*Exercise task*: Switch every "thickest part" in the listing below to "widest part" and write out the whole listing again with nothing else altered. Leave the pictures out of your answer.

*Exercise inputs*:
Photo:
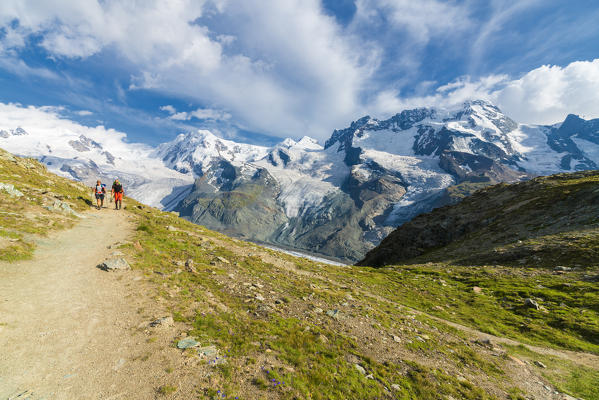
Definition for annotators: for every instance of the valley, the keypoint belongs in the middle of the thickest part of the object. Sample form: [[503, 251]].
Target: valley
[[202, 315], [338, 200]]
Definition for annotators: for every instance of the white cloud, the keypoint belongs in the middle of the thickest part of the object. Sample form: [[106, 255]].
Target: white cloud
[[285, 67], [545, 95], [169, 109]]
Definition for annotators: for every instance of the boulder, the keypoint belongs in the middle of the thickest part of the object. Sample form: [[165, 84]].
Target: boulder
[[162, 322], [115, 264], [10, 189], [530, 303]]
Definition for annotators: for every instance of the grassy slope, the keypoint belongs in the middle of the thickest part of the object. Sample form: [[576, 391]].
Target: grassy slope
[[24, 219], [314, 354], [289, 337], [544, 222]]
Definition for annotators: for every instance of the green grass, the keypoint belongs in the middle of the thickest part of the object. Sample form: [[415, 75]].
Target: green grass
[[25, 218], [568, 377]]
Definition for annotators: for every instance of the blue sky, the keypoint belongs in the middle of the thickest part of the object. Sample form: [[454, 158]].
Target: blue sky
[[258, 71]]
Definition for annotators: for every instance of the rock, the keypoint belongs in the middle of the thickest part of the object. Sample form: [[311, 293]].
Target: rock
[[10, 189], [187, 343], [360, 369], [114, 264], [189, 266], [516, 360], [208, 351], [323, 339], [161, 322], [61, 206], [562, 268], [530, 303]]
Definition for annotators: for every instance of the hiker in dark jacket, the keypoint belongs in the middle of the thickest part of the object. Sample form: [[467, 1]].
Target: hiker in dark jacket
[[100, 191], [117, 192]]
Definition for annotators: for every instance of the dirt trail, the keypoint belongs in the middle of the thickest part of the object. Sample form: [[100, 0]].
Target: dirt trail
[[68, 330]]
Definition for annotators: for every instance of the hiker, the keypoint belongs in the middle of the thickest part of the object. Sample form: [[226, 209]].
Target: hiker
[[100, 191], [117, 192]]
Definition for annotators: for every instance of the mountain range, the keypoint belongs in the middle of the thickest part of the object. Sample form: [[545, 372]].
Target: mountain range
[[339, 199]]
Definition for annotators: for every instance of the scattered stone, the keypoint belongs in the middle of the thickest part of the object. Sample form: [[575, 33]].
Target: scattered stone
[[562, 268], [530, 303], [161, 322], [360, 369], [114, 264], [10, 189], [61, 206], [189, 266], [517, 360], [187, 343]]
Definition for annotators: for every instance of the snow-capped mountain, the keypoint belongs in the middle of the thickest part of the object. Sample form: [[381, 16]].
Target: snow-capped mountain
[[87, 154], [339, 199]]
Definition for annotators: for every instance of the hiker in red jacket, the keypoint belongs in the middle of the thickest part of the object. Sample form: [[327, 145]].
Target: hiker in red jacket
[[117, 192]]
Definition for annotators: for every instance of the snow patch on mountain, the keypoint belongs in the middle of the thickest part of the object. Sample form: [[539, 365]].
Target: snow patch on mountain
[[88, 153]]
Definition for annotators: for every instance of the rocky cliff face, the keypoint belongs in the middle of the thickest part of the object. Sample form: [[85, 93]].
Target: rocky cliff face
[[546, 221], [340, 199]]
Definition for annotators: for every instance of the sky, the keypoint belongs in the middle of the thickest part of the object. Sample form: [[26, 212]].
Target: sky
[[258, 71]]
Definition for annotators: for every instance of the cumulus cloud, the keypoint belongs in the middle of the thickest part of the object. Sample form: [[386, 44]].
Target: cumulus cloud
[[545, 95], [169, 109], [200, 113], [275, 66], [286, 68]]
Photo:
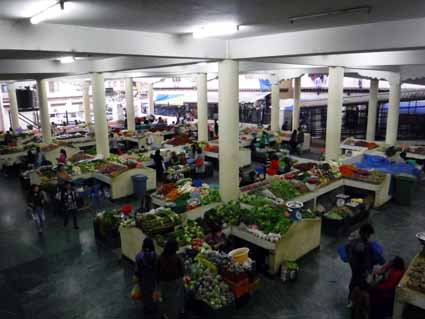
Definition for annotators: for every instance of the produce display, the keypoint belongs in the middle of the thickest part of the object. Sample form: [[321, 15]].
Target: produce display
[[158, 221], [187, 233], [111, 169], [416, 275], [178, 140], [283, 189], [368, 176], [338, 213], [360, 143], [207, 286]]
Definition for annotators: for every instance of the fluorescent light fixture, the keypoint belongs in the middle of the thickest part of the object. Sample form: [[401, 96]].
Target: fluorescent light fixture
[[66, 59], [49, 13], [216, 29], [362, 9]]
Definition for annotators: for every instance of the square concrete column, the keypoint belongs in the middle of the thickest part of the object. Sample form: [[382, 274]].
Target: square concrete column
[[228, 116], [275, 107], [2, 121], [13, 107], [334, 112], [129, 99], [202, 96], [151, 105], [372, 110], [43, 105], [393, 111], [86, 102], [297, 104], [100, 121]]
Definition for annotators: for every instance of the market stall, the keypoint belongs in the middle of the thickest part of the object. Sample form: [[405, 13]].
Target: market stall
[[411, 289]]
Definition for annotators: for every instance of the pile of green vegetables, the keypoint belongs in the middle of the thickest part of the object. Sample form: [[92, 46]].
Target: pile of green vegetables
[[185, 234], [283, 189], [209, 196], [267, 219]]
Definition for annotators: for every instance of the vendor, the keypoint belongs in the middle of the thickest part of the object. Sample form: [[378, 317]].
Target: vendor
[[62, 175], [216, 239], [62, 157], [159, 164], [174, 160], [274, 165]]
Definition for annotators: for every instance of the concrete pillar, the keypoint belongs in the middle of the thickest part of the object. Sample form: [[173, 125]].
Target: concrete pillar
[[334, 112], [372, 110], [43, 105], [2, 121], [151, 107], [393, 111], [86, 102], [202, 95], [297, 104], [275, 107], [100, 121], [129, 100], [228, 116], [13, 106]]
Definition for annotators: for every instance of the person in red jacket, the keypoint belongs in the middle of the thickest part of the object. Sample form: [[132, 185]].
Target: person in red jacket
[[383, 293]]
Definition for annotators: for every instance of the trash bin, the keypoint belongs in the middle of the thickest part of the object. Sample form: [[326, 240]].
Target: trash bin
[[404, 188], [139, 185]]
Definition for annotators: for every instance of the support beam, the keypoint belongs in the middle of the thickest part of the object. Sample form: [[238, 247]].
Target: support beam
[[43, 105], [202, 96], [275, 107], [393, 112], [151, 106], [2, 121], [129, 99], [372, 110], [100, 121], [297, 104], [228, 115], [334, 112], [13, 107], [86, 102]]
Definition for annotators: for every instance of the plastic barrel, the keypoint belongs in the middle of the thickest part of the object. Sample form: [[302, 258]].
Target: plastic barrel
[[405, 189], [139, 185]]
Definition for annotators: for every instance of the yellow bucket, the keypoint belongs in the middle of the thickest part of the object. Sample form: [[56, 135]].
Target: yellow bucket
[[240, 255]]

*Correct answer*:
Photo:
Definition for annotators: for every instance of the valley, the keypoint belongs in the middle of the widest part of the object. Sample form: [[503, 251]].
Target: valley
[[202, 315], [338, 200]]
Definition for annotators: for every instance of the white cloud, the keypoint belongs in the middle of the widest part of the object. Sample form: [[106, 255]].
Target: white cloud
[[285, 67], [545, 95], [169, 109]]
Definition for annotators: for every instance of the boulder, the keypoint belongs in the middle of the widest part of the object. Sample form: [[165, 84]].
Target: boulder
[[162, 322], [115, 264], [10, 189], [530, 303]]
Definition for annotators: for every instance of the grassy slope, the keypoint belongs in the middle of the widest part of the object. Sample form: [[576, 391]].
Target: grassy slope
[[24, 219], [314, 354], [289, 337], [544, 222]]
Definition for annotators: for every instance of the green grass, the keypoint belongs in the middle of the widest part of the object. Sample form: [[415, 75]].
Target: green grass
[[25, 218], [568, 377]]
Definition for annotators: for every instance of the blue sky, the keypoint belongs in the middle of the widest part of the object. Sample form: [[454, 158]].
Target: blue sky
[[258, 71]]
Definition for annotators: for every instance of the rock, the keypoint belongs in the middle of the widest part of the object. Sample form: [[311, 293]].
Target: rock
[[10, 189], [187, 343], [360, 369], [114, 264], [189, 266], [516, 360], [208, 351], [323, 339], [161, 322], [61, 206], [562, 268], [530, 303]]
Definition for annotators: for every instance of the hiker in dark jacket, the keypoint belongs in the middle of the widest part of the object. Sample form: [[467, 1]].
Target: hiker in dark jacket
[[100, 191], [117, 192]]
Definition for annotators: for every instance of the dirt trail, the keypoint belongs in the middle of the widest part of the object. Sample form: [[100, 0]].
Target: dirt trail
[[68, 330]]
Definition for annotators: for every instance of the hiker, the keypoint belongs in the middle of the widest part of the object. Sample form: [[226, 209]].
Target: hiker
[[100, 191], [117, 192]]
Definition for annotators: for every instance of the mountain range, the keypoint belongs in the middle of the widest part of the object. Sample form: [[545, 372]].
Target: mountain range
[[339, 199]]
Definition for annotators: for every instance of the scattered stone, the keypoint belongs in the middle of the widest part of the object. Sample form: [[575, 33]].
Target: scattered stone
[[562, 268], [530, 303], [161, 322], [360, 369], [114, 264], [10, 189], [61, 206], [189, 266], [517, 360], [187, 343]]
Definition for annotators: for every instance of the snow-capped mountain, the keypoint belongs in the middle of the widest part of the object. Sample form: [[381, 16]].
Target: snow-capped mountain
[[87, 154], [339, 199]]
Definition for annotators: for every instance of the hiker in red jacket, the keypoint belongs in the middle of the widest part of the object. Sample form: [[327, 145]].
Target: hiker in red jacket
[[117, 192]]
Definition for annotators: for every instance of the snow patch on mountain, the keypoint belongs in the middle of the widest part of the object. Sample form: [[539, 365]].
Target: snow patch on mountain
[[88, 153]]
Definition for annotators: for every instance of the rocky cliff face, the keypoint belongs in the middle of the widest part of the object. Sample form: [[85, 93]].
Target: rocky cliff face
[[546, 221], [340, 199]]
Definition for annotators: for every instance of the sky, the keypoint belongs in the middle of the widest part of the object. Sample form: [[26, 212]].
Target: sky
[[258, 71]]
Definition for annotators: for every instance of the cumulus cloud, the keypoint belongs in the middle of the widest part of the object. Sample form: [[386, 44]].
Target: cumulus cloud
[[545, 95], [169, 109], [200, 113], [275, 66], [286, 68]]
Photo:
Definition for annotators: for every instance of the produce display, the keypoint belongs in the middle of the widest part of the object. Sample form: [[321, 15]].
Target: produce display
[[158, 221], [187, 233], [111, 169], [416, 275], [178, 140], [283, 189], [368, 176], [338, 213], [360, 143], [207, 286]]
Definition for annotators: for every instance of the fluorescent light fixture, the keypoint belongs in the middle of the widest part of the object. Sample form: [[401, 96]].
Target: fluorescent light fixture
[[66, 59], [49, 13], [216, 29], [362, 9]]
Definition for annotators: for every instance of the square concrete column, the keypoint belongs in the middle of the widest part of the object. Sample form: [[382, 274]].
Target: square concrete column
[[228, 116], [275, 107], [2, 121], [13, 107], [334, 112], [129, 99], [202, 96], [151, 105], [372, 110], [43, 105], [393, 111], [86, 102], [297, 104], [100, 121]]
Definition for annotators: for every instance of the market stall, the keypoint belongs in the middle of the widest part of the object. Sample form: [[405, 13]].
Target: market stall
[[411, 289]]
Definition for annotators: for every instance of the pile of green vegetables, the keypoint belongs in the middle of the widest part of the object. Sample form: [[92, 46]].
Target: pile of green vegetables
[[185, 234], [283, 189], [209, 196], [267, 219]]
Definition for annotators: for every instance of the vendor, the keypoint belongs in the middle of the widest part of the object. Sample form: [[378, 317]].
Target: vendor
[[62, 175], [216, 239], [62, 157], [159, 164], [174, 160], [274, 165]]
Definition for annotators: for every instance of the concrete pillar, the keypoint belongs in the middle of the widest part of the object. Sample form: [[173, 125]].
Target: concrete pillar
[[334, 112], [372, 110], [43, 105], [2, 121], [151, 107], [393, 111], [86, 102], [202, 95], [297, 104], [275, 107], [100, 121], [129, 100], [228, 116], [13, 106]]
Definition for annotators: for every instance of the person in red jacket, the keypoint belongs in the middle of the widest part of the object. Sample form: [[132, 185]].
Target: person in red jacket
[[383, 293]]
Definition for annotators: for every instance of the trash bin, the keypoint belongs in the middle of the widest part of the object. Sample form: [[326, 240]].
Target: trash bin
[[404, 188], [139, 185]]
Definition for annotators: for every instance of the support beam, the keypoint belongs in the middle of the widest part of the object. Sample form: [[238, 247]].
Target: support beam
[[43, 105], [202, 96], [275, 107], [393, 112], [151, 106], [2, 121], [129, 99], [372, 110], [100, 121], [297, 104], [228, 115], [334, 112], [13, 107], [86, 102]]
Definition for annotators: for every instance of the plastic barrel, the keypoint belongs in the middle of the widest part of the object. Sample form: [[302, 258]].
Target: plastic barrel
[[405, 189], [139, 185]]
Definition for annotators: for every instance of the yellow bucket, the keypoint belongs in the middle of the widest part of the object. Sample form: [[56, 135]].
Target: yellow bucket
[[240, 255]]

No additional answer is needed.